◆ WHAT IS ASKED
Gather and copy out every line in the entries below that contains the word "plate".

◆ GIVEN DATA
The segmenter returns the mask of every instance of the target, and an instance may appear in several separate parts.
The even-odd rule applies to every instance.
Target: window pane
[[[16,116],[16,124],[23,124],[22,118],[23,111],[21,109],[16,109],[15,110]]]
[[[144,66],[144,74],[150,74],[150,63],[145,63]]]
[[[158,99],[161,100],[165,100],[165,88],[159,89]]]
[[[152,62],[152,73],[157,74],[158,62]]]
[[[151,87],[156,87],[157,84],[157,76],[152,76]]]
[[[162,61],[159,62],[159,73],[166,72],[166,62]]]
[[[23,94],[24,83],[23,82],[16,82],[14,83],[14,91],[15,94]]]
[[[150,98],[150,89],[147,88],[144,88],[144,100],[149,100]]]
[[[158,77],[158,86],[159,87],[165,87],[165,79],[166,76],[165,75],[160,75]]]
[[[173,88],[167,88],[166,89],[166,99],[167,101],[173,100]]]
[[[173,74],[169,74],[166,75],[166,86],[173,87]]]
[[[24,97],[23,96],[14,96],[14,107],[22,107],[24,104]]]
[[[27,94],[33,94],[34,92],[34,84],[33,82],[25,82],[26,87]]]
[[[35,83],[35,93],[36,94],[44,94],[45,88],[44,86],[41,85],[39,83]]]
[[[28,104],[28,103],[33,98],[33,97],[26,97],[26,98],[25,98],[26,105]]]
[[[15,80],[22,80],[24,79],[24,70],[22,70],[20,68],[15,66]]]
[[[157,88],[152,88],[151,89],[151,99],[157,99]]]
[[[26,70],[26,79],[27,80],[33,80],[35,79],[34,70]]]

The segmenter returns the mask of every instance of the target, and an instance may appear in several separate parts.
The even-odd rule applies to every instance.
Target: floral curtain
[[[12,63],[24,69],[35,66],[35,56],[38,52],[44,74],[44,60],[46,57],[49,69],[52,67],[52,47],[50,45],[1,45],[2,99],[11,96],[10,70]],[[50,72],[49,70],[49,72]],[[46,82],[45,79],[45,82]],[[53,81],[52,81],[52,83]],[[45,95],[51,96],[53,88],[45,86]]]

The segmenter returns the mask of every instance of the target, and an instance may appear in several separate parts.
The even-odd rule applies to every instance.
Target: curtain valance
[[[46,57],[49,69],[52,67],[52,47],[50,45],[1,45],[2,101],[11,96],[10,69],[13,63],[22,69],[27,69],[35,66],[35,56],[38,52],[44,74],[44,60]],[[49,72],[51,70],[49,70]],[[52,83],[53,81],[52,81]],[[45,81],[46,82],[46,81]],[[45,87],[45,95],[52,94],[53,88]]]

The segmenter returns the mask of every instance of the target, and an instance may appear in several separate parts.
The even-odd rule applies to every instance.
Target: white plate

--

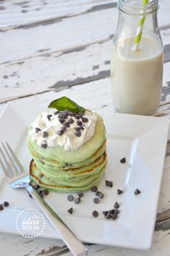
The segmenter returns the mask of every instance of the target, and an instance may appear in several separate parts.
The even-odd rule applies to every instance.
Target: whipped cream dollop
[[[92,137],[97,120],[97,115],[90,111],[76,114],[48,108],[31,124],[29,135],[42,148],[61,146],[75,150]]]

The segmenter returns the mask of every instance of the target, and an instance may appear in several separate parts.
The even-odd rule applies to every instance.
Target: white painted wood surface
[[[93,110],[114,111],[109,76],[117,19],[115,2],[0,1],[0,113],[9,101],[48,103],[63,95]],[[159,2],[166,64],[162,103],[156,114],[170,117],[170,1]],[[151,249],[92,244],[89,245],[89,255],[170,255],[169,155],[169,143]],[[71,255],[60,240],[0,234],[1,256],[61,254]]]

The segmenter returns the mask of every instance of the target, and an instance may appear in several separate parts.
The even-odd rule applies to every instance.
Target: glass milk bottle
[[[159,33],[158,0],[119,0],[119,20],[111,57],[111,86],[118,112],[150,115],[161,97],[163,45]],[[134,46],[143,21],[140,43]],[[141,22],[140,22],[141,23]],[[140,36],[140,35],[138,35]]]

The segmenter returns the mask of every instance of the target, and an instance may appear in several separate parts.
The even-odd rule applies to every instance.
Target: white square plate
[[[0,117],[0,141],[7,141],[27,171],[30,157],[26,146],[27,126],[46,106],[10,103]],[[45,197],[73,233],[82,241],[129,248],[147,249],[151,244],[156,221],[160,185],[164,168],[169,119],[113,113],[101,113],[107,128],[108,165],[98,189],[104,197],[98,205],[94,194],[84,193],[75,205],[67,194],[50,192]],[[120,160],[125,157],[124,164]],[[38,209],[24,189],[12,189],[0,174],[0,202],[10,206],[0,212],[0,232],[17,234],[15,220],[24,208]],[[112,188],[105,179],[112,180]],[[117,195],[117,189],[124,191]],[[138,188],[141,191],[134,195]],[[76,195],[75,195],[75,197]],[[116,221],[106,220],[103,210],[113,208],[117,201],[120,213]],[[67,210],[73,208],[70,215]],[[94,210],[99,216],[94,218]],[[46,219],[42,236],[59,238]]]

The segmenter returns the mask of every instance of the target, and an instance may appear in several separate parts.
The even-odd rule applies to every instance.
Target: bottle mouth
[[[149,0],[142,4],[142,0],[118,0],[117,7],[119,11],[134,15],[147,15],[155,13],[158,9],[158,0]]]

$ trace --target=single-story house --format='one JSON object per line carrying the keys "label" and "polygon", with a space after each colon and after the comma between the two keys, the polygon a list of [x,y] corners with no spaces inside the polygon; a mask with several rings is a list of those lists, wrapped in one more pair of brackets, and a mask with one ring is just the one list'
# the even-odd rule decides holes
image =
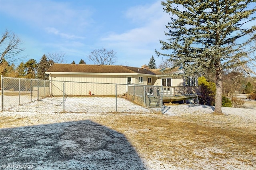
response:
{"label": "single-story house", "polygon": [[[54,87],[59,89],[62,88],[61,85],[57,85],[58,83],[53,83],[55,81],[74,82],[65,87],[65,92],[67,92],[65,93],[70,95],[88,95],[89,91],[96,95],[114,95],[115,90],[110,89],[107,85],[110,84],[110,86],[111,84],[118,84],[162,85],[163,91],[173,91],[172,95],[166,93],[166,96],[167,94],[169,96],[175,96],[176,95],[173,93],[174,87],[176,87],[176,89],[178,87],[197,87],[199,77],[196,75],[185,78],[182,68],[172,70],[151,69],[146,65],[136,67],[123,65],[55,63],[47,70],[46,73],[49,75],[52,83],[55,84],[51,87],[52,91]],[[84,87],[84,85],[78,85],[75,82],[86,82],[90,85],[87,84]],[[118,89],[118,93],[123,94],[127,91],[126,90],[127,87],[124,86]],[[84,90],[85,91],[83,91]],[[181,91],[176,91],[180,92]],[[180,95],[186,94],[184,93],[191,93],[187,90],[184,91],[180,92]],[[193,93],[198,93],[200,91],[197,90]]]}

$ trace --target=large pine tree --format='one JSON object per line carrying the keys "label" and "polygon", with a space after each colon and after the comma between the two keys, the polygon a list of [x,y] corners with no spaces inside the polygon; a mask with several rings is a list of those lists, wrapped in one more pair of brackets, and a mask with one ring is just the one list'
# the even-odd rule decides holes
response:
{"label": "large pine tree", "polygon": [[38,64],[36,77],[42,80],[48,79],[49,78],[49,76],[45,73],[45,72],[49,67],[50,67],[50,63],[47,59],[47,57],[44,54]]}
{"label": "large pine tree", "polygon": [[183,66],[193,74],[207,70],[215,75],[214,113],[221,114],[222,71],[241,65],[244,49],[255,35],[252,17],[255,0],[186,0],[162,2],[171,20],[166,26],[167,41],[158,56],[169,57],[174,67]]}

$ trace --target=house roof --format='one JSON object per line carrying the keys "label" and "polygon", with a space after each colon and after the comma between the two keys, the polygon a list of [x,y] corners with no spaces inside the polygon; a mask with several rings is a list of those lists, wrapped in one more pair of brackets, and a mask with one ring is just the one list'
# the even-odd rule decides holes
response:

◆ ANSWER TO THIS TASK
Target: white plate
Target: white square plate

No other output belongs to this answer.